Source passage>
Help! Discharge Sanitation Hose Needs Replacing

Sep 14, 2013
35
Hunter 376 Apollo Beach
I've been round and round with my head and related problems for 3 weeks now. This forum has been an invaluable resource. I NOW KNOW IT IS THE DISCHARGE HOSE THAT IS THOROUGHLY BLOCKED, from years of PO neglect. I have inherited a mess and need to completely remove and replace the discharge hose from the head to the holding tank. I've already cut it in half and have sewage slung all over my boat. The hose in here now is heavy black sanitation hose that is surrounded by metal wire. It's heavy and a ***** to maneuver and I don't know how to get it out without spilling more sewage in places i will never be able to clean. The stench will remain forever if i spill in these places. How do I get this hose out of a Hunter 376 and give me a patch for easily replacing it? I really need help with this as I'm a new boat owner being stuck with this situation.
 
Jan 4, 2006
7,264
Hunter 310 West Vancouver, B.C.
I Feel Your Pain .................

I NOW KNOW IT IS THE DISCHARGE HOSE THAT IS THOROUGHLY BLOCKED, from years of PO neglect.

Job a>
For each statement about the forum post, say whether it agrees with the post (yes or no) and quote the words that decide it: (i) The hose to be replaced runs from the head to the holding tank. (ii) The hose now installed is light and unreinforced. (iii) The poster has owned boats for many years.
The listing that comes next has no connection to the forum post.

Records
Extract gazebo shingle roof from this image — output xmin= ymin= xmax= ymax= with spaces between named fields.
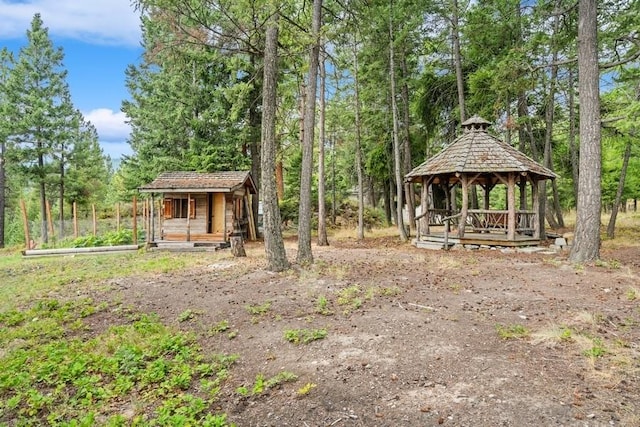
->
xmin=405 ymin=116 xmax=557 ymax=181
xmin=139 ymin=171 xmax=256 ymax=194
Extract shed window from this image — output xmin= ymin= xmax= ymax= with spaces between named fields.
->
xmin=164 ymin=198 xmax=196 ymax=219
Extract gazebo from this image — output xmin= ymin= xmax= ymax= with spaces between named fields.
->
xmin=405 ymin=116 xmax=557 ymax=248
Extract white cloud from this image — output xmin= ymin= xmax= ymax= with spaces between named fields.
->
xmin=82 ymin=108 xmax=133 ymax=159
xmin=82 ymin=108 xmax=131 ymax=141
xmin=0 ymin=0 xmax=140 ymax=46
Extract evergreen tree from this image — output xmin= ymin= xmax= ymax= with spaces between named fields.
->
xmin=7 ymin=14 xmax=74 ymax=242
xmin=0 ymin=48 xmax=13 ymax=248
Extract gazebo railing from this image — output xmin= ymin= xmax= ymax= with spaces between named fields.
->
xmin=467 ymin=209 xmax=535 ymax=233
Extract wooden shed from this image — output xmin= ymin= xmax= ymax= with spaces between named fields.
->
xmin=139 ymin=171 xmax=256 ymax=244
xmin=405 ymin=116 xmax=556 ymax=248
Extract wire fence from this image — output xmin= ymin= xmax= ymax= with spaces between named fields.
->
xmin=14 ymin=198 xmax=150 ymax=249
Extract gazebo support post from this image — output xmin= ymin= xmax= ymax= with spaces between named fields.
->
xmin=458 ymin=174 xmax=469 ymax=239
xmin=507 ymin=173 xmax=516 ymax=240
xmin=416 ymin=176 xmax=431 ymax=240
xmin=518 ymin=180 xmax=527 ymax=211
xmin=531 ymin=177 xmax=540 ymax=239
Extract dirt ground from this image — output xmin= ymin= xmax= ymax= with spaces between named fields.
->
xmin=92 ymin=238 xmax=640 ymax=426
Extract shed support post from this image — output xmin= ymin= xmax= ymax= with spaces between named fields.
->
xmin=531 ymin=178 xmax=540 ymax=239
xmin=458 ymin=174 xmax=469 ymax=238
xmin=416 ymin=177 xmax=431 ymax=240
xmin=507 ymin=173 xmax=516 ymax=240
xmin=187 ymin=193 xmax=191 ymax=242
* * *
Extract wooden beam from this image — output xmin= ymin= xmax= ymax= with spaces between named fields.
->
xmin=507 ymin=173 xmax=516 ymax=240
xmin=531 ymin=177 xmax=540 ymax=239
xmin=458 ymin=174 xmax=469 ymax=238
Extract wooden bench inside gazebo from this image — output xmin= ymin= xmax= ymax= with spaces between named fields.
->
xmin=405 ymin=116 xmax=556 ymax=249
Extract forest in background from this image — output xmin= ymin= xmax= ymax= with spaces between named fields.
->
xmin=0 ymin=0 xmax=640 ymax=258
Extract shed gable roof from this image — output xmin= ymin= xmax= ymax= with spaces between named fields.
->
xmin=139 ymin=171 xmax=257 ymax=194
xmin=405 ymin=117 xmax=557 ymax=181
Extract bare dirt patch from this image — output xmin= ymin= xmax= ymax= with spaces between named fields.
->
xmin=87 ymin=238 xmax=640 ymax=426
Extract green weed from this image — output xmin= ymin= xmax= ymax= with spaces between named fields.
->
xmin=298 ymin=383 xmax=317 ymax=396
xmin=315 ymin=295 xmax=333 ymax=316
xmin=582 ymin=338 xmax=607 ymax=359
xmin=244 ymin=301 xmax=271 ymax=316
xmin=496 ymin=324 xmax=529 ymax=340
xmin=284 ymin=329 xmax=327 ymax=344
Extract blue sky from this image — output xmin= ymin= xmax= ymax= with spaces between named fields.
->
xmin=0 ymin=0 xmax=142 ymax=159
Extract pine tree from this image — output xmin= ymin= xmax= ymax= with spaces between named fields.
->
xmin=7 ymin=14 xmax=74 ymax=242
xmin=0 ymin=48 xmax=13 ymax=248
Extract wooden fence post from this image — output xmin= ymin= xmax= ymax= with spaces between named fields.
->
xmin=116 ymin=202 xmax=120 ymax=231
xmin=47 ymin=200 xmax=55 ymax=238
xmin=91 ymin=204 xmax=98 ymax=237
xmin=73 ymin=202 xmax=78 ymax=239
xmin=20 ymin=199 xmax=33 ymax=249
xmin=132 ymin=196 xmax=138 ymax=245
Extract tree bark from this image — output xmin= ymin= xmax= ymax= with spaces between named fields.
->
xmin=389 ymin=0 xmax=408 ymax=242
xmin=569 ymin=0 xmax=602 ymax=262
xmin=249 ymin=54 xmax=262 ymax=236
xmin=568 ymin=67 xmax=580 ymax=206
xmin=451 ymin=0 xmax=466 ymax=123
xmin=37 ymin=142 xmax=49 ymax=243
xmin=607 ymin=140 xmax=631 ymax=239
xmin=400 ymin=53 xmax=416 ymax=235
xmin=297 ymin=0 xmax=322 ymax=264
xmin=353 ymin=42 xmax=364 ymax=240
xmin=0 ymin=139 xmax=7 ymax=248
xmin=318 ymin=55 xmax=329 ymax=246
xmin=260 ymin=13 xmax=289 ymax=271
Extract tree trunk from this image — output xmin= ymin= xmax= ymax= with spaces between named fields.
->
...
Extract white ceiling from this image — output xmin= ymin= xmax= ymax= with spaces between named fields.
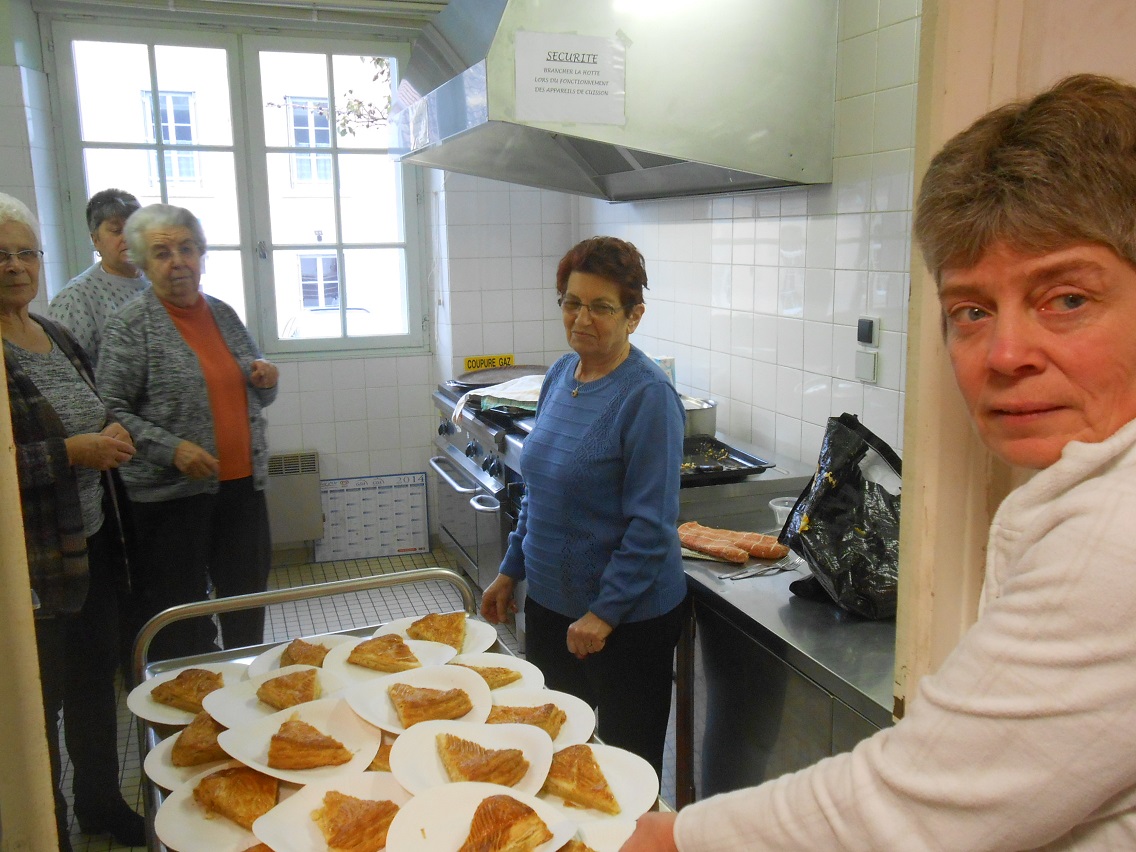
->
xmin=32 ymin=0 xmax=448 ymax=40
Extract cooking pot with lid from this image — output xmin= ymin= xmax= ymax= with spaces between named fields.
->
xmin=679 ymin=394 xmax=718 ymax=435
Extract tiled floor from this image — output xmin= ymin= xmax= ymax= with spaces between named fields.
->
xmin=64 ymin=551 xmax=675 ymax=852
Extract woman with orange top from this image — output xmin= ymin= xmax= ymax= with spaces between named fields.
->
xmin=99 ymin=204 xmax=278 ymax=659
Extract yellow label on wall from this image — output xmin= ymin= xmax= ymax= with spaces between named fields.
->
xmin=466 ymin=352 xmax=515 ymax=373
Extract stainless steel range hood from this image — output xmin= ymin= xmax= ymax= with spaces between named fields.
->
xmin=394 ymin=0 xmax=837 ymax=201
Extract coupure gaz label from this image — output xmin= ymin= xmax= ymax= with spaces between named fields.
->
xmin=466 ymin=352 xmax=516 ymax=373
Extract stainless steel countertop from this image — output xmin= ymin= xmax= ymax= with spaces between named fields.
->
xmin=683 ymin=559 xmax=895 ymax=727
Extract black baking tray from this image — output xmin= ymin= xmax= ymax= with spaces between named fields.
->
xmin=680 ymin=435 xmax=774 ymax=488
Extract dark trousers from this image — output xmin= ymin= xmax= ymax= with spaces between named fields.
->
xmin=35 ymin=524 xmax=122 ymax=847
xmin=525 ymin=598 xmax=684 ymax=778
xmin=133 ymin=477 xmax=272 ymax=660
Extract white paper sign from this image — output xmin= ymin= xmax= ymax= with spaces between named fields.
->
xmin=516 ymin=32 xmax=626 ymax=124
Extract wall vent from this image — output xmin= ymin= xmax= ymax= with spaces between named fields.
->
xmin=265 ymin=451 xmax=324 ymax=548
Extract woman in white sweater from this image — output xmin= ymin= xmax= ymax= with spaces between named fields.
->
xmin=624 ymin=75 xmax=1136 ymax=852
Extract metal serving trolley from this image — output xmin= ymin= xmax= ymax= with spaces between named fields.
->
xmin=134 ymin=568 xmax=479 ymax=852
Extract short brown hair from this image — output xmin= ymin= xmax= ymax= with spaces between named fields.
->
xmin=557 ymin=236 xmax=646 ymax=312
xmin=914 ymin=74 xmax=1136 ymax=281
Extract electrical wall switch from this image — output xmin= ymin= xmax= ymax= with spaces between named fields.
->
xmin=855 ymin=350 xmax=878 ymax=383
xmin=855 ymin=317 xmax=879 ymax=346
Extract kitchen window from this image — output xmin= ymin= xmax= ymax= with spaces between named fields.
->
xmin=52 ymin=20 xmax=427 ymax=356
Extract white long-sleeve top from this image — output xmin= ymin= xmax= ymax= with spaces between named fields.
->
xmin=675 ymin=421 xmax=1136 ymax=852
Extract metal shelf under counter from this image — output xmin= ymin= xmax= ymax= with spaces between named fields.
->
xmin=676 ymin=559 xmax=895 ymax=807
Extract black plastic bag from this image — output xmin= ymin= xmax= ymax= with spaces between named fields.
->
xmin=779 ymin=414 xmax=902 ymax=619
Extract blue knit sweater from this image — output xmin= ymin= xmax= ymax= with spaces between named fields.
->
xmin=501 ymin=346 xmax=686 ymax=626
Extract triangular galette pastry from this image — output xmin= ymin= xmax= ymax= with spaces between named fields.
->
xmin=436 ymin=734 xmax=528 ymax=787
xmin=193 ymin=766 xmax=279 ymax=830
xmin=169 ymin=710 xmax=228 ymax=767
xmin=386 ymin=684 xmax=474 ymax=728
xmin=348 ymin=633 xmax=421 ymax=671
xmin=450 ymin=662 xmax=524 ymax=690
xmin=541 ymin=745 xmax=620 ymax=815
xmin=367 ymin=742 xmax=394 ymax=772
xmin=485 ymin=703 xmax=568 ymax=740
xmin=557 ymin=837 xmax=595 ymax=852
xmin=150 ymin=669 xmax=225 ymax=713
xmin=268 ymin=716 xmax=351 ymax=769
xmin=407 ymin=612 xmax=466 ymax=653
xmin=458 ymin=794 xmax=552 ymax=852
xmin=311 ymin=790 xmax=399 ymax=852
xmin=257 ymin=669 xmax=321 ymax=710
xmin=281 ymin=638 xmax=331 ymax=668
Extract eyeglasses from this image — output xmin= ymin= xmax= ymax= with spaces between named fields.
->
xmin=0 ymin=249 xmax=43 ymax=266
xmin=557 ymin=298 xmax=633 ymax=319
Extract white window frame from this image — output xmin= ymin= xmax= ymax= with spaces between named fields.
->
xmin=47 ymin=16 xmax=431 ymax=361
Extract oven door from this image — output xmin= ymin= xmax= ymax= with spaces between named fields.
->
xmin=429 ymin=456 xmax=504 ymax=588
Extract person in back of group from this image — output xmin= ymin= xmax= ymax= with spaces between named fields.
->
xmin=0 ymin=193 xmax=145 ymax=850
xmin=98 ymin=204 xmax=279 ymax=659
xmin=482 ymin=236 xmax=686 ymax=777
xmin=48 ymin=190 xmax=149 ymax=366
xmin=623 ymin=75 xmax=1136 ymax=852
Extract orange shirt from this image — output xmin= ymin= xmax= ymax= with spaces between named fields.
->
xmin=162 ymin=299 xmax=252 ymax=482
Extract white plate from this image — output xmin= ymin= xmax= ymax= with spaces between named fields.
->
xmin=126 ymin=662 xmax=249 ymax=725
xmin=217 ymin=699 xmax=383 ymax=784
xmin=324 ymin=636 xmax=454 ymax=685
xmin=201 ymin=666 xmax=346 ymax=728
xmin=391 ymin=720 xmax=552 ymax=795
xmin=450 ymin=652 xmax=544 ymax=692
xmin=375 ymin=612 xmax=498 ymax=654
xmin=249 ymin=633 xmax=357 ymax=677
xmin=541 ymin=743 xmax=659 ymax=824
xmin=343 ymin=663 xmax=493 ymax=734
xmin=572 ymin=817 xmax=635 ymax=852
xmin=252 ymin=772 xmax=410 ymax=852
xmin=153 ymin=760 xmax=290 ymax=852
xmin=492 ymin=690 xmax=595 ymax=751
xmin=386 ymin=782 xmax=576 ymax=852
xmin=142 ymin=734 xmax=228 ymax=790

Job b>
In the listing, edit the lines starting with the line with "Extract stainless steel range" and going on through the line with "xmin=683 ymin=559 xmax=895 ymax=727". Replace "stainless steel" with "brushed steel", change nothing else, and return only those lines.

Correct result a>
(i) Yes: "remove and replace the discharge hose from the head to the holding tank"
(ii) No: "heavy black sanitation hose that is surrounded by metal wire"
(iii) No: "I'm a new boat owner"

Correct result b>
Extract brushed steel range hood from this image — output xmin= ymin= xmax= ymax= with spaces between named fields.
->
xmin=394 ymin=0 xmax=837 ymax=201
Extract coupure gaz label from this image — output xmin= ymin= xmax= ymax= with spaces between named fields.
->
xmin=466 ymin=352 xmax=516 ymax=373
Extract brushed steel countertop from this image — output xmin= ymin= xmax= ymax= with spaces between named fields.
->
xmin=683 ymin=559 xmax=895 ymax=727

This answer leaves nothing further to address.